Le premier épisode de la tétralogie se passe au piano. Il s’agit de la chaconne BWV 1004, extraite d’une partita pour violon, qui a curieusement passionné les transcripteurs claviéristes : si la version de Busoni est la référence, d’autres grands noms s’y sont frottés, parmi lesquels Raff – il existe bien sûr des versions pour orgue itou. L’Andante maestoso “ma non troppo lento” respecte le concept de chaconne (un thème syncopé en trois temps que le morceau va mâchonner sans trêve) tout en la pianisant, ce qui est évidemment heureux. Enveloppé par un léger brouhaha de fond, qui donne son charme craquelé au disque, l’interprète travaille la matière sonore en s’appuyant sur

  • des accents parfois inattendus,
  • des minilibertés de tempo bienvenues et
  • des respirations permettant à la mélodie de se développer sur une harmonisation d’abord discrète.

Un passage “marcato” refuse toute finesse pour s’en tenir à l’esprit indiqué par le transcripteur. De même, la “bravoure” exigée réveillerait un paroissien profondément endormi devant une icône, en termes de décibel et d’accélération. La vitesse étant trouvée, Jean Guillou peut jouer en veillant à ne “non affrettare” comme l’exige la partition pour le segment staccatissimo. Quelques roulades lisztiennes plus tard, la modération revient, à mains inversées dans un premier temps. Le pianiste utilise alors à plein les ressources du rubato et de la suspension, histoire sans doute de mieux contraster avec le moment “con fuoco animato” qui l’attend.

* **Consigne écrite 1**:
Recopiez à l'identique un passage du texte sur la chaconne BWV 1004 : commencez aux mots "Le premier épisode" et arrêtez-vous après "harmonisation d’abord discrète.".
* **Consigne écrite 2**:
D'après le texte sur la chaconne BWV 1004, quelle version transcrite fait figure de référence ?

* **Données enregistrées**:

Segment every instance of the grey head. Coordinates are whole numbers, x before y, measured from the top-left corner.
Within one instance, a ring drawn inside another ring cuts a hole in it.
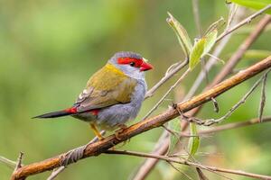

* **Réponse détaillée 1**:
Le premier épisode de la tétralogie se passe au piano. Il s’agit de la chaconne BWV 1004, extraite d’une partita pour violon, qui a curieusement passionné les transcripteurs claviéristes : si la version de Busoni est la référence, d’autres grands noms s’y sont frottés, parmi lesquels Raff – il existe bien sûr des versions pour orgue itou. L’Andante maestoso “ma non troppo lento” respecte le concept de chaconne (un thème syncopé en trois temps que le morceau va mâchonner sans trêve) tout en la pianisant, ce qui est évidemment heureux. Enveloppé par un léger brouhaha de fond, qui donne son charme craquelé au disque, l’interprète travaille la matière sonore en s’appuyant sur

  • des accents parfois inattendus,
  • des minilibertés de tempo bienvenues et
  • des respirations permettant à la mélodie de se développer sur une harmonisation d’abord discrète.

* **Réponse détaillée 2**:
La version de Busoni.